■ YOUR GOAL ■
Across all the records below, how many lines contain "aluminum"? Respond with only the number.

---

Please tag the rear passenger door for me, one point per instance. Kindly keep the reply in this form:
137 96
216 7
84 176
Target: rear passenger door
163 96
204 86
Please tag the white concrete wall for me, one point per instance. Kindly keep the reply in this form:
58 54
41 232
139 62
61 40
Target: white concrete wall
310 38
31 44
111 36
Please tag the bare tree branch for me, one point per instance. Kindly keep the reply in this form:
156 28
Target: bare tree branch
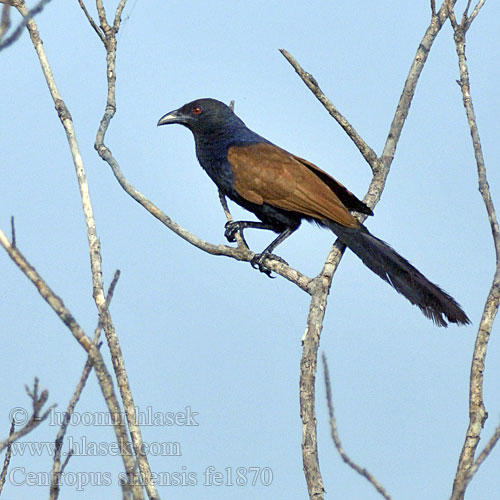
38 401
336 439
477 413
367 152
6 461
90 19
95 357
26 17
320 286
57 468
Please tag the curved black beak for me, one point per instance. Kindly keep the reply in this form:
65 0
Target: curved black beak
171 117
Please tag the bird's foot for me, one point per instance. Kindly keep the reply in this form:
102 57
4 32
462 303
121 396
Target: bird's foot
257 262
233 227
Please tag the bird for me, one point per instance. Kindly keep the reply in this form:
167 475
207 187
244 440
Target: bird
282 189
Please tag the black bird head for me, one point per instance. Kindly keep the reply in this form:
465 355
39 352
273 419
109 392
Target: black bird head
203 116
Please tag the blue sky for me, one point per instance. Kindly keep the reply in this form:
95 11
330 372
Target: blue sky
209 333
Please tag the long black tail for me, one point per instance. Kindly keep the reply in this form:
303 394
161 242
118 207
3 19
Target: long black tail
378 256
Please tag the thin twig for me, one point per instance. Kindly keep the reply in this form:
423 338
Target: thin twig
37 401
103 376
57 468
6 461
367 152
5 21
26 17
320 286
90 19
336 439
466 467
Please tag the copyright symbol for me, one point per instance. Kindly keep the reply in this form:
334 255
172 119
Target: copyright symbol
18 415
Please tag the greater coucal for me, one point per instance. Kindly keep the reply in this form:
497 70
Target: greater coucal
281 189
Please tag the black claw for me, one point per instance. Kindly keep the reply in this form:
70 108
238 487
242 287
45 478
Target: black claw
257 262
231 229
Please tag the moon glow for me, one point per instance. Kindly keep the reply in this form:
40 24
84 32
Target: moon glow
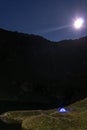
78 23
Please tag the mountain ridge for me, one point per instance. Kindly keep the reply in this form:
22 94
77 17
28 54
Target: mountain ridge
34 69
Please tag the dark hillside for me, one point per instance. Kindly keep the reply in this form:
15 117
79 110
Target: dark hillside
36 70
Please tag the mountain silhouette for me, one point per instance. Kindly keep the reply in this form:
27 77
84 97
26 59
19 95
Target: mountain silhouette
34 69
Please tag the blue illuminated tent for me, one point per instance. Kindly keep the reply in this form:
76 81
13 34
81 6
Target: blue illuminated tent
62 110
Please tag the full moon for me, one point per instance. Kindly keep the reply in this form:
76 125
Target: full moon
78 23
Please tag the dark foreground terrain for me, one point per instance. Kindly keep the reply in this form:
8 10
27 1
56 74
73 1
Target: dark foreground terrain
74 119
38 71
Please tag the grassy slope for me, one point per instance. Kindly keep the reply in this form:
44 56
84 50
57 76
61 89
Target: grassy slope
51 119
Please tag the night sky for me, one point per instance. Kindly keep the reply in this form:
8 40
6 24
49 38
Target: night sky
52 19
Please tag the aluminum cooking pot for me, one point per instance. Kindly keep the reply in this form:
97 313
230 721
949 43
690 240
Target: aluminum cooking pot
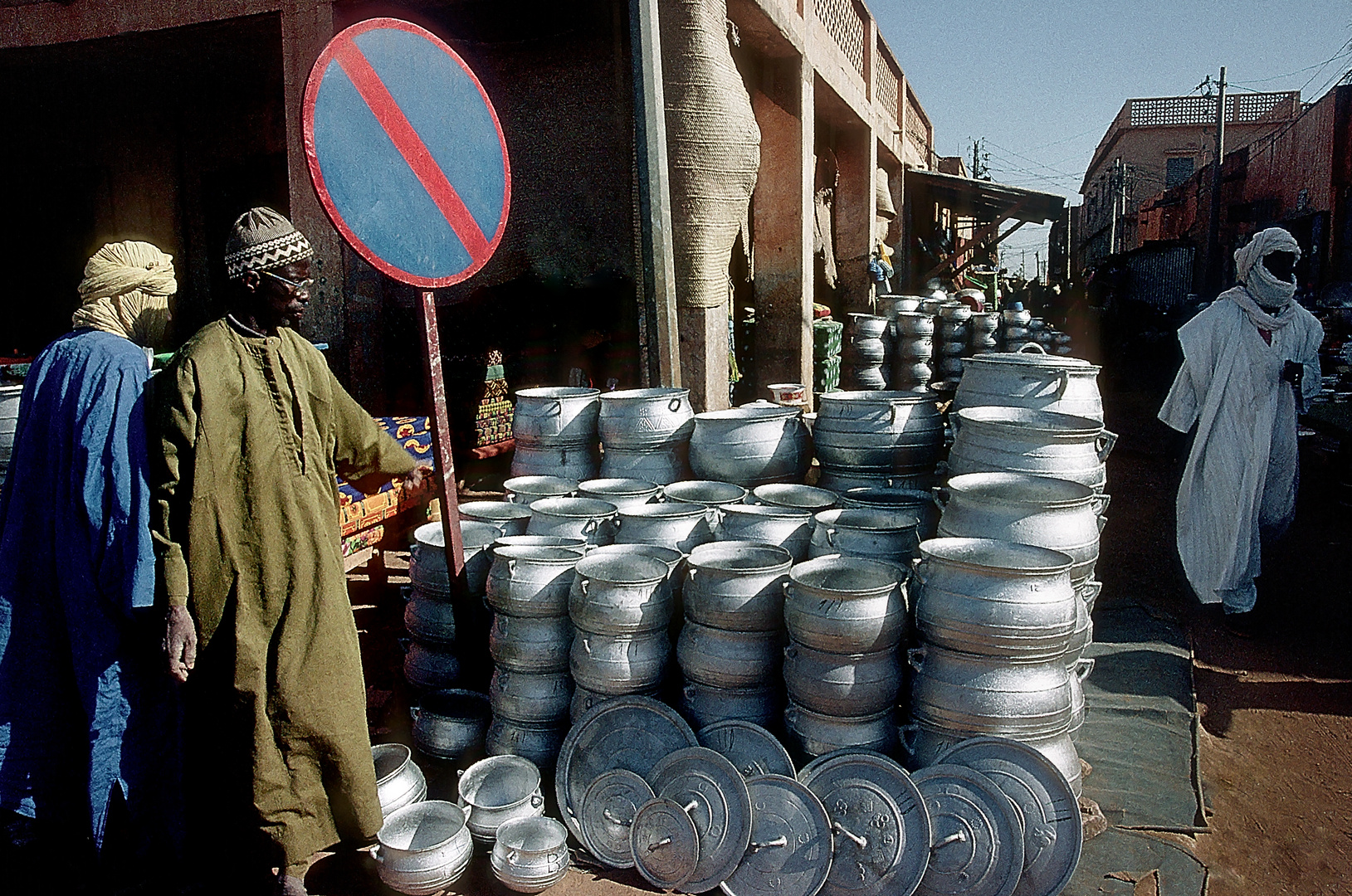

---

■ SOLUTION BELOW ■
2